Pick up the post explaining the calendar spreadsheet after its last sentence and keep writing it in the same voice.

Source text:
---
Calendar spreadsheet: explained

I tidied up the calendar spreadsheet last night while awaiting for our Ocado delivery. Plenty of time available, given they arrived over an hour later than their billed time. A tiny bit of the logic was tidied up, and I added a year-view. Overall, it’s now the dog’s bollocks, if I may say so.

Below is the logic I used, in English rather than Excel.

The first thing to do was to confirm the weekday of the first day of the year. So I took the value from concatenated the year on to "01/01/", and calculated its weekday from there.

Next, I created a table showing each of the month-lengths, eleven of them hardcoded, February’s using the slightly cumbersome formula for working out whether a year leaps: divisible by 400 is; divisible by 100 is not; divisible by 4 is; otherwise, not. The table also contains the weekday of the first of each month, calculated as the mod base seven of the previous month’s start date plus that month’s length less one.
---
Data listing:

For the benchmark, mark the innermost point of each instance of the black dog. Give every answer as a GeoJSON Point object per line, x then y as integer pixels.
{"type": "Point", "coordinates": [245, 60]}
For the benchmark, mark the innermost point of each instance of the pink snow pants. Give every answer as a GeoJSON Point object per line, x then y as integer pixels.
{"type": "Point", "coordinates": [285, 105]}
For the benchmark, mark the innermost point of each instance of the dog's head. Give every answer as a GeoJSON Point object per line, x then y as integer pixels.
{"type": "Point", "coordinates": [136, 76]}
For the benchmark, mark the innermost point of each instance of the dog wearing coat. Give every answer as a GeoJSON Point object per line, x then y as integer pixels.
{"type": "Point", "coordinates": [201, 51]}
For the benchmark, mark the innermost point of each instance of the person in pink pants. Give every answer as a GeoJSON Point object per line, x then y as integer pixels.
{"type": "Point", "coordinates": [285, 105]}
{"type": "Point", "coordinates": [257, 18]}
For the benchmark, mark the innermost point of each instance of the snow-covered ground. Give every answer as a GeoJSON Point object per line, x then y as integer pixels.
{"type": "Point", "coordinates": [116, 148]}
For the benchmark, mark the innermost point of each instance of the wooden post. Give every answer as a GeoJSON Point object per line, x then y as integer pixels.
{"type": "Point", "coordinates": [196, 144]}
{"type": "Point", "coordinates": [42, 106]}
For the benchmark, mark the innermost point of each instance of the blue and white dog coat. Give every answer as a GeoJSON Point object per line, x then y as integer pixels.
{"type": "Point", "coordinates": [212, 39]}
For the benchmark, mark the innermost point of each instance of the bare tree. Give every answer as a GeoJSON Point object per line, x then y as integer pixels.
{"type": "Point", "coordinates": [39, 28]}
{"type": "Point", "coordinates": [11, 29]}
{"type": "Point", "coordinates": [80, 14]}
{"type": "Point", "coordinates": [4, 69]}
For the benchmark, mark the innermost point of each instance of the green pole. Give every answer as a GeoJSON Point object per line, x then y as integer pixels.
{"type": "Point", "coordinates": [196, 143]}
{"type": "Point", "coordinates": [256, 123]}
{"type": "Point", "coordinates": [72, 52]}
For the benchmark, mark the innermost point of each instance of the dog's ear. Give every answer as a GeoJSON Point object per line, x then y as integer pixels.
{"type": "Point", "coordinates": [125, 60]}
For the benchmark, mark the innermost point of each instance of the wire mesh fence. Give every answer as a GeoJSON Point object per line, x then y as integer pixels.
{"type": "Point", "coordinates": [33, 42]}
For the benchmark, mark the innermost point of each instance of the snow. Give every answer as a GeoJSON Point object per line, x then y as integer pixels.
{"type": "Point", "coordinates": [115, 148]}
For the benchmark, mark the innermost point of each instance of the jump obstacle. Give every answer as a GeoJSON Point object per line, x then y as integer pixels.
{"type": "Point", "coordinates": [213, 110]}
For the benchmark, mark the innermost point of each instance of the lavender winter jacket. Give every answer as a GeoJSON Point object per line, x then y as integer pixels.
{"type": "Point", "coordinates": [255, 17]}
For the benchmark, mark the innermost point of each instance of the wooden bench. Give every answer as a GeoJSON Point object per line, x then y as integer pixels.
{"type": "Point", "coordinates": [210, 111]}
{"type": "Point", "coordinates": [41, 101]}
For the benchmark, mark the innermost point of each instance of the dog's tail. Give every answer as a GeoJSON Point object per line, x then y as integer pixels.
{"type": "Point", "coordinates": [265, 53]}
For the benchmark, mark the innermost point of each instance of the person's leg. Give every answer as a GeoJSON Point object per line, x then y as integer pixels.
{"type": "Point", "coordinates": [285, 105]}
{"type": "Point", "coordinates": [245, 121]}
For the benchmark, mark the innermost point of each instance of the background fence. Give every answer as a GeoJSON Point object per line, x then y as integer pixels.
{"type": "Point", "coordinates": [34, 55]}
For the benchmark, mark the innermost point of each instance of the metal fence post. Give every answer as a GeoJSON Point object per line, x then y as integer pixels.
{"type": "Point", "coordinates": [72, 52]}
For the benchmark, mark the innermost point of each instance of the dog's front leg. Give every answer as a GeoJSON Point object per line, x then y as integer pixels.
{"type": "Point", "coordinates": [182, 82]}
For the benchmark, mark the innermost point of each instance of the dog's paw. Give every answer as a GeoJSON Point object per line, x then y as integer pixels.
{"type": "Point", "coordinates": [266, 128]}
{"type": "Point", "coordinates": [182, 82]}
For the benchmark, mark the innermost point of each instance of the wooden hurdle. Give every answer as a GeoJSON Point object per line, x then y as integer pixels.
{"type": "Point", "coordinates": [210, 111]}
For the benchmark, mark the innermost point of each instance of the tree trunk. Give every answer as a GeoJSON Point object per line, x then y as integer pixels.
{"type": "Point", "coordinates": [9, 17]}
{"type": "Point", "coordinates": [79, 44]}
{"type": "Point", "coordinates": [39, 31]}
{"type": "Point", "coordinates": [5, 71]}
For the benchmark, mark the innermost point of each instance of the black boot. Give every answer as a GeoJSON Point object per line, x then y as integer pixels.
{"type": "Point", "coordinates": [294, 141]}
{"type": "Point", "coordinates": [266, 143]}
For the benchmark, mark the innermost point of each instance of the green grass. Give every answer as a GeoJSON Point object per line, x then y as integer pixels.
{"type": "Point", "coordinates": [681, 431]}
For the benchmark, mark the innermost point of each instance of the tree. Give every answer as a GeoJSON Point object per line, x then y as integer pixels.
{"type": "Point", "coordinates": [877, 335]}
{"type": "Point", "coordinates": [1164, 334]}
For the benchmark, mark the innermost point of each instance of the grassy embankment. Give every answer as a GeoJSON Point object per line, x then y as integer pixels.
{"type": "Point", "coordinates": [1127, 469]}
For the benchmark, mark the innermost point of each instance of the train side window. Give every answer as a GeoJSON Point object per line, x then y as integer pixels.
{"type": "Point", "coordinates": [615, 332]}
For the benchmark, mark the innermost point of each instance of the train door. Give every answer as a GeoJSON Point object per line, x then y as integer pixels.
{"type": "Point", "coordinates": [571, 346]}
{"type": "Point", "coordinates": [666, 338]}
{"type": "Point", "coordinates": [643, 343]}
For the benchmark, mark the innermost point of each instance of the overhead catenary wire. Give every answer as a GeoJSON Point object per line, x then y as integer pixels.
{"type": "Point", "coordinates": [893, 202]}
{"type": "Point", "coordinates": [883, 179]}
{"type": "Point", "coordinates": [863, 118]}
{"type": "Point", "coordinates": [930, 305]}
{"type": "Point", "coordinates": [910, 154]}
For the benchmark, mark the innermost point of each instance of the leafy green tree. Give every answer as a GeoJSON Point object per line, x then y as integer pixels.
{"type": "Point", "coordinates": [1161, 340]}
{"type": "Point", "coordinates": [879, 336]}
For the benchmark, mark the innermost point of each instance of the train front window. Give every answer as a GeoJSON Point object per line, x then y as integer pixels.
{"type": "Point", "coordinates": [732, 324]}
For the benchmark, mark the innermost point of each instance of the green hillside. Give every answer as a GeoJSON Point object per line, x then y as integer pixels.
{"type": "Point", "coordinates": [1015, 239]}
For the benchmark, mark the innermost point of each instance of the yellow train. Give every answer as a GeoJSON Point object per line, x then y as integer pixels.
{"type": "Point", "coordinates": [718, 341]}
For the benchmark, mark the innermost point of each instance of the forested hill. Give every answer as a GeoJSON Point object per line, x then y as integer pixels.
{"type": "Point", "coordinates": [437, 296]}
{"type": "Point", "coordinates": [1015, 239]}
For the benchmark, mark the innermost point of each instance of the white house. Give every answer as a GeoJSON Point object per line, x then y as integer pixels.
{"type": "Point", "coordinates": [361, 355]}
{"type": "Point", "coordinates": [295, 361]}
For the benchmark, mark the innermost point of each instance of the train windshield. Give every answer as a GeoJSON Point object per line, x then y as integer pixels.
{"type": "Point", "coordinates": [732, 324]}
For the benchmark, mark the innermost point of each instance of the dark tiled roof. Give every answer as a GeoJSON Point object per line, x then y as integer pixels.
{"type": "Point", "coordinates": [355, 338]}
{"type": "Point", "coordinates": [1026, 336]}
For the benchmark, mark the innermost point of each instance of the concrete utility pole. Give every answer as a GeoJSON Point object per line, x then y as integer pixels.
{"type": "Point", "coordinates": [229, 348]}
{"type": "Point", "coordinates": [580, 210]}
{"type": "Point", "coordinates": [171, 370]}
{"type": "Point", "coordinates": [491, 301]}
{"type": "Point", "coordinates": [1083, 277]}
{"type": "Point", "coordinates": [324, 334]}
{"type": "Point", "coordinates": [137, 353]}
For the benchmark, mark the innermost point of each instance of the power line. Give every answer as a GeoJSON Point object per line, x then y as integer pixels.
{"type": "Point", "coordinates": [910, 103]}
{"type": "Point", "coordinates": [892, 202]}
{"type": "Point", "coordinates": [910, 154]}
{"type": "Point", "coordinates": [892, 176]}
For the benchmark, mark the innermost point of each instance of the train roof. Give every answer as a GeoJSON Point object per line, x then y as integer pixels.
---
Result of this task:
On the calendar sheet itself, the first row of January’s dates was created by comparing the number of the day of the week each cell represented with the day the month started on to establish whether to show a blank (the month hasn’t yet started) or a number, either a 1 for the first day, or the previous cell plus 1 for subsequent days.

The rest of the rows’ entries simply compare the previous entry with the number of days in that month. If the two are equal, then that and subsequent entries display blanks; if not, then it’s time to increment the previous entry by one.

Each month has six rows of entries to accommodate the rare months that start late in the week and drip a day or two into week six.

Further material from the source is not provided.